* [Problem statement]:
From the line containing "The component shall mark one dot per instance of the burning" through the last line of the entries below, repeat each line word for word and leave out the rest.

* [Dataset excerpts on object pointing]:

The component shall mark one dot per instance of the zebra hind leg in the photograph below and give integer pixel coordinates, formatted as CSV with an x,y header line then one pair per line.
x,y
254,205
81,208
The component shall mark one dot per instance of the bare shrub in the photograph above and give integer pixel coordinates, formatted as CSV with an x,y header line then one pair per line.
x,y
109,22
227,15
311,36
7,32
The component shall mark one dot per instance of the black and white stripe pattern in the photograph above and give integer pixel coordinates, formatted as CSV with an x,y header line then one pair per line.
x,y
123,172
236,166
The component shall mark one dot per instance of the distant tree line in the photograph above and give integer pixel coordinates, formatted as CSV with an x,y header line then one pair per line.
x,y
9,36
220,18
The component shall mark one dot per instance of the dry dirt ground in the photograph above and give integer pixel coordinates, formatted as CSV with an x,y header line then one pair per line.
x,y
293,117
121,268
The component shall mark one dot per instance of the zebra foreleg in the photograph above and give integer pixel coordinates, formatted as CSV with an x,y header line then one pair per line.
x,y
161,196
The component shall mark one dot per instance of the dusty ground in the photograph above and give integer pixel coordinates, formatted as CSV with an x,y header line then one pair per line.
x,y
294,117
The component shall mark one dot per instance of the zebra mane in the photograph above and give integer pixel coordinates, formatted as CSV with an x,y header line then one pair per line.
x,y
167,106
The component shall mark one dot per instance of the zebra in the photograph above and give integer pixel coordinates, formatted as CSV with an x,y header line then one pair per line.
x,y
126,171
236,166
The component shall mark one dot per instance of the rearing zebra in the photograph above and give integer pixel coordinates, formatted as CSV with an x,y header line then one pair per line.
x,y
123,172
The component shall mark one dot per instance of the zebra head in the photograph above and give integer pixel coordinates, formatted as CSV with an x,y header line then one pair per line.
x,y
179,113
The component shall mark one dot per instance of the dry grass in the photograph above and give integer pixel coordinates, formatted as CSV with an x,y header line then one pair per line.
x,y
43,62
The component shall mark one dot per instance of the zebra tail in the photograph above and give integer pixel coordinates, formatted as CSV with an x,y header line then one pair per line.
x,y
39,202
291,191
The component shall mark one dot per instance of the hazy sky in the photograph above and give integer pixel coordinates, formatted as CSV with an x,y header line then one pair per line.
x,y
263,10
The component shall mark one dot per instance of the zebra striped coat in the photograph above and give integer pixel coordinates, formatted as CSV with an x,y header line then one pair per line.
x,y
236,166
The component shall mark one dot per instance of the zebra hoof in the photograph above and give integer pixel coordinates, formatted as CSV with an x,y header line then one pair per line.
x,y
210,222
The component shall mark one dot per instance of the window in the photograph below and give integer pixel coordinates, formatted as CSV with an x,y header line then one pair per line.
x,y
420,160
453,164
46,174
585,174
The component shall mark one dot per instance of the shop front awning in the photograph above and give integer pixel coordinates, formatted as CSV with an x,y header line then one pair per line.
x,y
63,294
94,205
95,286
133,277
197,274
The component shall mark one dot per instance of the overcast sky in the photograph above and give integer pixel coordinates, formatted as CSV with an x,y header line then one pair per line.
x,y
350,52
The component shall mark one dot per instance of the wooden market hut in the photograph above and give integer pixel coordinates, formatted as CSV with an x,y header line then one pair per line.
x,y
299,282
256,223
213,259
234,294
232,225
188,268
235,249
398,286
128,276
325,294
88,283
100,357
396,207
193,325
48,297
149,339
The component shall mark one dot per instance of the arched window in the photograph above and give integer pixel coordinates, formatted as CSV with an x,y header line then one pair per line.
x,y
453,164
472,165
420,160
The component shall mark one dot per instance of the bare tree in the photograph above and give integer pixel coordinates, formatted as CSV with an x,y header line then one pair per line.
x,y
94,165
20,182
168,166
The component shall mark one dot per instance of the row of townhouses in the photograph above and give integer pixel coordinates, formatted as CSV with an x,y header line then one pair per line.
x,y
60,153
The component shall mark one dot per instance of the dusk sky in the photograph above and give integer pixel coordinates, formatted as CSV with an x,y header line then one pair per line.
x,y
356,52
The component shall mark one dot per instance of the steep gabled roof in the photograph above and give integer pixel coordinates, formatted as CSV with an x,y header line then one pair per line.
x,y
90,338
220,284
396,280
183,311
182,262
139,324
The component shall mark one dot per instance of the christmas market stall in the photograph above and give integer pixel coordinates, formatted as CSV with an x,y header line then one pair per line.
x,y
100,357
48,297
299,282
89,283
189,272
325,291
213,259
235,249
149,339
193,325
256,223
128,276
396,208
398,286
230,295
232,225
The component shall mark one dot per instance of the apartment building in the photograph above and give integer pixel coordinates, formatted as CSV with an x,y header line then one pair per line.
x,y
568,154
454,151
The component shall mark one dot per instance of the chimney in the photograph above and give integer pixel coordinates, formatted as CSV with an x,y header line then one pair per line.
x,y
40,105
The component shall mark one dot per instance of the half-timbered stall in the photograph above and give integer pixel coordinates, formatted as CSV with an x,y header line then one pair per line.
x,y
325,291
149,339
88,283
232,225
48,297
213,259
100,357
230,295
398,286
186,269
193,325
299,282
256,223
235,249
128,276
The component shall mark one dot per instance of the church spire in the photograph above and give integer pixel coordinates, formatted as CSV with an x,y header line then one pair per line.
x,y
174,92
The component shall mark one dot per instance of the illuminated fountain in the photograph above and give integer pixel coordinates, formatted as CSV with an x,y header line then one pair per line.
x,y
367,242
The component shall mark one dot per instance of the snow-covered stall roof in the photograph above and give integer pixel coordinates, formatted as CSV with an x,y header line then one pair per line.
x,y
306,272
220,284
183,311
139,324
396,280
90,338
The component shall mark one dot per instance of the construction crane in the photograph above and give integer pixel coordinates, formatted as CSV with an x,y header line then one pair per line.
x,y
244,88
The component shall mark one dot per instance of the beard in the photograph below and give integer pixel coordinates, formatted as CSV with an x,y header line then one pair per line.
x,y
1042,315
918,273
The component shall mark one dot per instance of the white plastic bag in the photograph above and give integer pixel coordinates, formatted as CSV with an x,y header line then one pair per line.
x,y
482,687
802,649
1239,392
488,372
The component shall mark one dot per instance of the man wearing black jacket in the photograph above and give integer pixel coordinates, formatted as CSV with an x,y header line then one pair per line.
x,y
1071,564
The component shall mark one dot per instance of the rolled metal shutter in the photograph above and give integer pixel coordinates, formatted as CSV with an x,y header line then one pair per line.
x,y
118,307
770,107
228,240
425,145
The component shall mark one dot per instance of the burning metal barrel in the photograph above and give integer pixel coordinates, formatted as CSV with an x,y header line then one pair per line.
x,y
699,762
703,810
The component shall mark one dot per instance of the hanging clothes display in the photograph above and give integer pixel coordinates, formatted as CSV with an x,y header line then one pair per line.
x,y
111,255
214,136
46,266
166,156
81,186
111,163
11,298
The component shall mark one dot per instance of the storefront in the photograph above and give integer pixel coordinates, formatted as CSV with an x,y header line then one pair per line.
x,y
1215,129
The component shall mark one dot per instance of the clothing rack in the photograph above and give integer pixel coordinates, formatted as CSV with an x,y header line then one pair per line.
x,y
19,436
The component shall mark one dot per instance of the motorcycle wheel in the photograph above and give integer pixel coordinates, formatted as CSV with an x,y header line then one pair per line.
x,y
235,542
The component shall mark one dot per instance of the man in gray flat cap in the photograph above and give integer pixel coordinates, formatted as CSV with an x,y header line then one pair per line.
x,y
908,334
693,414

* [Solution to this problem]:
The component shall mark one dot per instance of the burning metal barrel in the photograph above and give integer pixel coordinates, formatted as CSV with an x,y header line then one pair per line.
x,y
699,762
703,810
The component shall mark one dot per instance of the hanging clothes display in the photograph above and give integer pixel coordinates, formatted as CSV with an x,y header line then one pair per line.
x,y
111,255
214,136
46,266
166,156
81,186
111,163
11,298
The component shall mark one dot per instance of the storefront in the photograph above and give integer pixel coordinates, formatted as CSV with an x,y header line then one pair per line.
x,y
1215,129
The component shall mark one dot per instance of the clothing rack in the photograph above and give integer pixel coordinates, formatted as CSV with an x,y header line then one pair per line.
x,y
19,436
The component shall mark one dot per instance of the motorcycle wheel in the photograph above and give integer pixel coordinates, formatted as CSV with an x,y header line then one pair per line.
x,y
235,542
The component shall mark one dot per instance of the man in gray flat cap in the photograph above and give integer pixel coordinates, formatted as CSV with an x,y header line then one pair per line.
x,y
908,334
693,414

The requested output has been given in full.